Developing low-cost electrochemical biosensor for disinfection by-product (DPB) detection in drinking water

One of the greatest challenges in drink water safety is the increasing public concern with the contamination of carcinogenic disinfection by products (DBP), since chemical disinfection (e.g. chlorination) is widely adopted and referred to as the single process able to prevent water-borne disease (or pathogenic) outbreaks. For water utility companies, typical process to analyse these DBPs takes three days, which requires the transportation of water samples to a lab, and is also expensive (e.g. £200 per sample) and labour intensive. Therefore, quick turnaround time from sampling to analytical result is a unmet imperative where contamination of water supplies is suspected.

The key objectives of this PhD project is to design, fabricate and validate electrochemical biosensor platform based on low-cost carbon transducers for the rapid, sensitive and reliable detection of carcinogenic DBPs in water. This will reduce the existing analysis time of UK water companies for DBP contamination from three days to three minutes in situ, so that water treatment processes (both drinking water and wastewater discharge to the environment) can be controlled and optimized in real time. The resulting knowledge, evidence and innovation will impact current urban water infrastructures and management in the UK by reducing the risk of water quality failure, their environmental footprint and the likelihood of excessive future investment on the infrastructures of water quality management.

# # # # # # #

# [Work task 1]
According to the biosensor project description, what does the typical DBP analysis process cost per sample?
# [Work task 2]
List every drawback of the water utility companies' typical DBP analysis process that the biosensor project description gives.

# [Record extracts]

# # # # # # #

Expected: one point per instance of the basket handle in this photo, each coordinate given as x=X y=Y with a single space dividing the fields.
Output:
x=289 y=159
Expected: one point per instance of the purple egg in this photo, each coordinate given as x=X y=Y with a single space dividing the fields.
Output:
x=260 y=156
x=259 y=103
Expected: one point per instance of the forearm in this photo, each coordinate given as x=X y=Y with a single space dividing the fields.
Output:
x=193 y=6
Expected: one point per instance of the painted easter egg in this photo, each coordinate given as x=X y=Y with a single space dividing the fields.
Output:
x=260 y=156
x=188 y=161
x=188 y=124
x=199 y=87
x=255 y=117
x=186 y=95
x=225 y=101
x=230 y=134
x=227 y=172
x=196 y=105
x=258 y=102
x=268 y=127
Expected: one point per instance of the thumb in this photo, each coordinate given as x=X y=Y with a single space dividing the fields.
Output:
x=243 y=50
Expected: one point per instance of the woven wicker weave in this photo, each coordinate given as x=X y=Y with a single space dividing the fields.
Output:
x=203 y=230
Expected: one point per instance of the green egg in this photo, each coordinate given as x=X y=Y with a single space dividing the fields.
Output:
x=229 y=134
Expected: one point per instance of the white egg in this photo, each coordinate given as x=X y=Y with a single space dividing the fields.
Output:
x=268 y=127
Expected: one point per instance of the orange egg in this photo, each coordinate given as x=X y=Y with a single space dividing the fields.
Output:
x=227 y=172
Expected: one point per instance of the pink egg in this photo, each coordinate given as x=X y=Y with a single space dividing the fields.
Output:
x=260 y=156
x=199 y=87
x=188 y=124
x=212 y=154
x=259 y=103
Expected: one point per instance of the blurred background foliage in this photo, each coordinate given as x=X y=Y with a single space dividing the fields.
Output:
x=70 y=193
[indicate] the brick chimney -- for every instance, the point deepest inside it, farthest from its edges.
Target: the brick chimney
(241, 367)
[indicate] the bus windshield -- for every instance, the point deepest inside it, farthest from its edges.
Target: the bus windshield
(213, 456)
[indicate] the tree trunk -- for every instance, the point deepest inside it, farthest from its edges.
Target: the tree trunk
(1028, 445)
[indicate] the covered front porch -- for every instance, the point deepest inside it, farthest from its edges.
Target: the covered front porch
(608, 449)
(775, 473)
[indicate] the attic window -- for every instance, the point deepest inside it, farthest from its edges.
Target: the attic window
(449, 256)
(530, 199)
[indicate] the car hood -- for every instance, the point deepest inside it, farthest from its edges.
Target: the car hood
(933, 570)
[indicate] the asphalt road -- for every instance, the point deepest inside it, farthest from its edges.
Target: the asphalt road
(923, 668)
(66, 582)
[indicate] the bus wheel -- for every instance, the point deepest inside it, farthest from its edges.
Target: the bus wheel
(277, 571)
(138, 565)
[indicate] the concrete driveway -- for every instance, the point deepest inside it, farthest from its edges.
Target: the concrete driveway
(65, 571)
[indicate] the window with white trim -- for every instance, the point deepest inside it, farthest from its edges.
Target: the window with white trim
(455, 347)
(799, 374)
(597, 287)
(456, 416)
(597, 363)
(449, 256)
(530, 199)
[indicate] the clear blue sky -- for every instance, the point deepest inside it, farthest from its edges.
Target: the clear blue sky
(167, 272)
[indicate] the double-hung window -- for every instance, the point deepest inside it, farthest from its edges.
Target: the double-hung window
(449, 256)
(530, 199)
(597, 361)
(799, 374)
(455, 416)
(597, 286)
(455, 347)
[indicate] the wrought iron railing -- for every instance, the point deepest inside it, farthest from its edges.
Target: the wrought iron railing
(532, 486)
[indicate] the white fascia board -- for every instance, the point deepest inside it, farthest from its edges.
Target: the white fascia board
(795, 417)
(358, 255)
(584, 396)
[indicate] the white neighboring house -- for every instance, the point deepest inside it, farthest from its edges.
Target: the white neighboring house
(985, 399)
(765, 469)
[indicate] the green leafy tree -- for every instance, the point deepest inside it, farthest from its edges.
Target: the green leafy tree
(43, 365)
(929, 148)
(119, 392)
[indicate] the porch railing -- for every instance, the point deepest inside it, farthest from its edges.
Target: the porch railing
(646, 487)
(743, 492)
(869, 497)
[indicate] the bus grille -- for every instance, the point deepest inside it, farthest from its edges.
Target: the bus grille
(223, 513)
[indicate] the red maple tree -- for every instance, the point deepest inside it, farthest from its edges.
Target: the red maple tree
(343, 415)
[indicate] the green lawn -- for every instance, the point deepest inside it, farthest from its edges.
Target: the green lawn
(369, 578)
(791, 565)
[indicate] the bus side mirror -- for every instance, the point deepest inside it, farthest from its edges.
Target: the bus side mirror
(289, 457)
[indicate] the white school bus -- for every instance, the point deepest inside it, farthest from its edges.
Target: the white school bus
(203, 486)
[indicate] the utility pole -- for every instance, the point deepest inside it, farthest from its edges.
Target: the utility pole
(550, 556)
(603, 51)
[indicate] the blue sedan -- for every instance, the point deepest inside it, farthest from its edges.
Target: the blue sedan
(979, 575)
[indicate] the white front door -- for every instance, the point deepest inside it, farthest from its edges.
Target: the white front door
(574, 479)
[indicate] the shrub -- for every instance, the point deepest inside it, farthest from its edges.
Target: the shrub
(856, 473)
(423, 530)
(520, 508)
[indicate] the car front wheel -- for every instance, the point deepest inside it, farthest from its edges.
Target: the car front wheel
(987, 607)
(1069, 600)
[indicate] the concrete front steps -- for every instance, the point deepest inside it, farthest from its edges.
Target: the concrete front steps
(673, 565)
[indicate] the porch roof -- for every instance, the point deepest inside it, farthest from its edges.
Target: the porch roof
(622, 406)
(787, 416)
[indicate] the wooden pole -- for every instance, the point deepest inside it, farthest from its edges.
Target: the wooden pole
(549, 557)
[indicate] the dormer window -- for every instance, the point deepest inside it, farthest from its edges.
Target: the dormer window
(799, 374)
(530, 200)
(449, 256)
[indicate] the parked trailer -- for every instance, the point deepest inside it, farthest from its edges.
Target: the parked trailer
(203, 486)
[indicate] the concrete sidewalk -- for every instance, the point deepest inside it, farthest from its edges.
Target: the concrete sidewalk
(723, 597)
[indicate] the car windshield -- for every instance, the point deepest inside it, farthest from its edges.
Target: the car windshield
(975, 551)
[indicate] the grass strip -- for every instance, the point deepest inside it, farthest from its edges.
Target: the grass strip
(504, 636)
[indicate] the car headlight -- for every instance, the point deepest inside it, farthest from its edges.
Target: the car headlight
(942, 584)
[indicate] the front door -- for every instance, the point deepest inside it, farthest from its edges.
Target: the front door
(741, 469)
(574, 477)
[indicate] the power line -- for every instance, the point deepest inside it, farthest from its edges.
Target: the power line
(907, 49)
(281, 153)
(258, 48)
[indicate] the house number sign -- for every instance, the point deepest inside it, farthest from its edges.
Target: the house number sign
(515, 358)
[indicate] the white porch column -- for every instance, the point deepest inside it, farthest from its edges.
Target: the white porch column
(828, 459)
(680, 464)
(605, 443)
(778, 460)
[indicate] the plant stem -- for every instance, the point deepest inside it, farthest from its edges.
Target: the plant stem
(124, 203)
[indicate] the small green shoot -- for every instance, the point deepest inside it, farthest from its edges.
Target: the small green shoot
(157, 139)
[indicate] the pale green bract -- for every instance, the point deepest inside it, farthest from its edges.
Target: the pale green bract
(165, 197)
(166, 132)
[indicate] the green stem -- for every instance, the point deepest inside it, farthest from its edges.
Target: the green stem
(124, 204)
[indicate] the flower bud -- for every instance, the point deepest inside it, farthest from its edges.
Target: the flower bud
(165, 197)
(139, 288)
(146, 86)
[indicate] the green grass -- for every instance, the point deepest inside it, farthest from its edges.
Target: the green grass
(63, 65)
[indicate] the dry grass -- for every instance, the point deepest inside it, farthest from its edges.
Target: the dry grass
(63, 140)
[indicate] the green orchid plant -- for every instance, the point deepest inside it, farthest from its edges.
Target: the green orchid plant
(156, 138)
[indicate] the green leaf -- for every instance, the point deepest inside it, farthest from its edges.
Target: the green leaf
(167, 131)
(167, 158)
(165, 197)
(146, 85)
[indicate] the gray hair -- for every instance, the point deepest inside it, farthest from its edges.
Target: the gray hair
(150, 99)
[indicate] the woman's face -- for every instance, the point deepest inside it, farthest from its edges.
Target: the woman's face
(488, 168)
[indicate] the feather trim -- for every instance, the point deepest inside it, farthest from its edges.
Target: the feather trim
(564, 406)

# # # # # # #

# [Reply 1]
£200 per sample.

# [Reply 2]
- It takes three days.
- It requires transporting water samples to a lab.
- It is expensive (e.g. £200 per sample).
- It is labour intensive.